WHAT TO DO ->
Replace "locate_point" with "place_marker" everywhere it occurs in the entries below and reproduce all of them with nothing else altered. Omit the pictures from your output.

***** EXTRACTED DATA *****

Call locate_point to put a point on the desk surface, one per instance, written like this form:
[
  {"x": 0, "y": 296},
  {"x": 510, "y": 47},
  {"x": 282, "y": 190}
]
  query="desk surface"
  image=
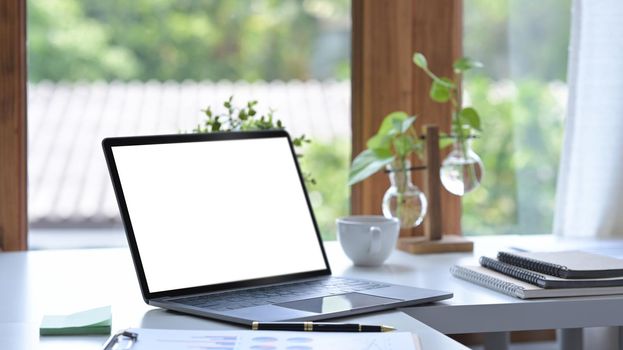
[
  {"x": 58, "y": 282},
  {"x": 51, "y": 282}
]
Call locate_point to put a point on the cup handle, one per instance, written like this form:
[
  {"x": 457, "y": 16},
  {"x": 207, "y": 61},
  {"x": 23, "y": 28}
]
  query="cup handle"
[{"x": 375, "y": 241}]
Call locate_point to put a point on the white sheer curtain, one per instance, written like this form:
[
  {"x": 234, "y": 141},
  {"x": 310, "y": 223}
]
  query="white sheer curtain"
[{"x": 589, "y": 197}]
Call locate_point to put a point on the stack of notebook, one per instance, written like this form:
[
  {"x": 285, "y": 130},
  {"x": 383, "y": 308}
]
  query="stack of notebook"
[{"x": 546, "y": 274}]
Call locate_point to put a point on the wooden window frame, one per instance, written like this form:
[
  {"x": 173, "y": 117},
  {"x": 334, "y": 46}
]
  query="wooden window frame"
[
  {"x": 384, "y": 79},
  {"x": 13, "y": 136},
  {"x": 385, "y": 35}
]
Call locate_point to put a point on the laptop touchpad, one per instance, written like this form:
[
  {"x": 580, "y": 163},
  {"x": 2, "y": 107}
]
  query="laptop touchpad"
[{"x": 337, "y": 303}]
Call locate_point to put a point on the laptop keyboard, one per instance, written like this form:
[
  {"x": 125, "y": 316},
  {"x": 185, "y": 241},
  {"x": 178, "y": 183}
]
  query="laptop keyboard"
[{"x": 277, "y": 294}]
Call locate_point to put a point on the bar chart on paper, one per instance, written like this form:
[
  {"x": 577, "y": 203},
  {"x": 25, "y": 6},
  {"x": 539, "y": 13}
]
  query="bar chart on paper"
[{"x": 157, "y": 339}]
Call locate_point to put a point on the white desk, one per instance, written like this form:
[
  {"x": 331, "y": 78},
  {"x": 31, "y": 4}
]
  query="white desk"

*****

EXERCISE RESULT ->
Call place_marker to put a point on the desk surface, one per instance, written like this form:
[
  {"x": 0, "y": 296},
  {"x": 510, "y": 47},
  {"x": 282, "y": 190}
]
  query="desk surface"
  image=
[
  {"x": 58, "y": 282},
  {"x": 51, "y": 282}
]
Call place_marker to put a point on the cup handle, one per instance, written like this form:
[
  {"x": 457, "y": 16},
  {"x": 207, "y": 61},
  {"x": 23, "y": 28}
]
  query="cup handle"
[{"x": 375, "y": 241}]
Call place_marker to put a point on the white sheer curtain, one per instance, written like this form:
[
  {"x": 234, "y": 141},
  {"x": 310, "y": 223}
]
  query="white sheer curtain"
[{"x": 589, "y": 197}]
Call place_marker to put a point on the stack of notebook, one per instance, written like this form:
[
  {"x": 285, "y": 130},
  {"x": 383, "y": 308}
]
  query="stack of notebook"
[{"x": 546, "y": 274}]
Call place_marker to put a point on the wooden window frame, one per instance, written like this form:
[
  {"x": 173, "y": 117},
  {"x": 334, "y": 46}
]
  query="wooden window frame"
[
  {"x": 384, "y": 79},
  {"x": 13, "y": 136},
  {"x": 385, "y": 35}
]
Call place_marker to put a point on the laptop touchpad, one per instance, written like this form:
[
  {"x": 580, "y": 163},
  {"x": 2, "y": 107}
]
  query="laptop touchpad"
[{"x": 337, "y": 303}]
Call place_marker to put a point on the laptop keyboard, one per instance, written like this form:
[
  {"x": 125, "y": 316},
  {"x": 185, "y": 241},
  {"x": 178, "y": 183}
]
  query="laptop keyboard"
[{"x": 277, "y": 294}]
Call place_marker to put a point on the bar chart on paper, one per instance, written like this form:
[
  {"x": 577, "y": 203},
  {"x": 25, "y": 6},
  {"x": 539, "y": 13}
]
  query="bar chart on paper"
[{"x": 157, "y": 339}]
Call place_marker to put a point on the white desk, one per instance, written like this form:
[
  {"x": 331, "y": 78},
  {"x": 31, "y": 4}
]
  query="white desk"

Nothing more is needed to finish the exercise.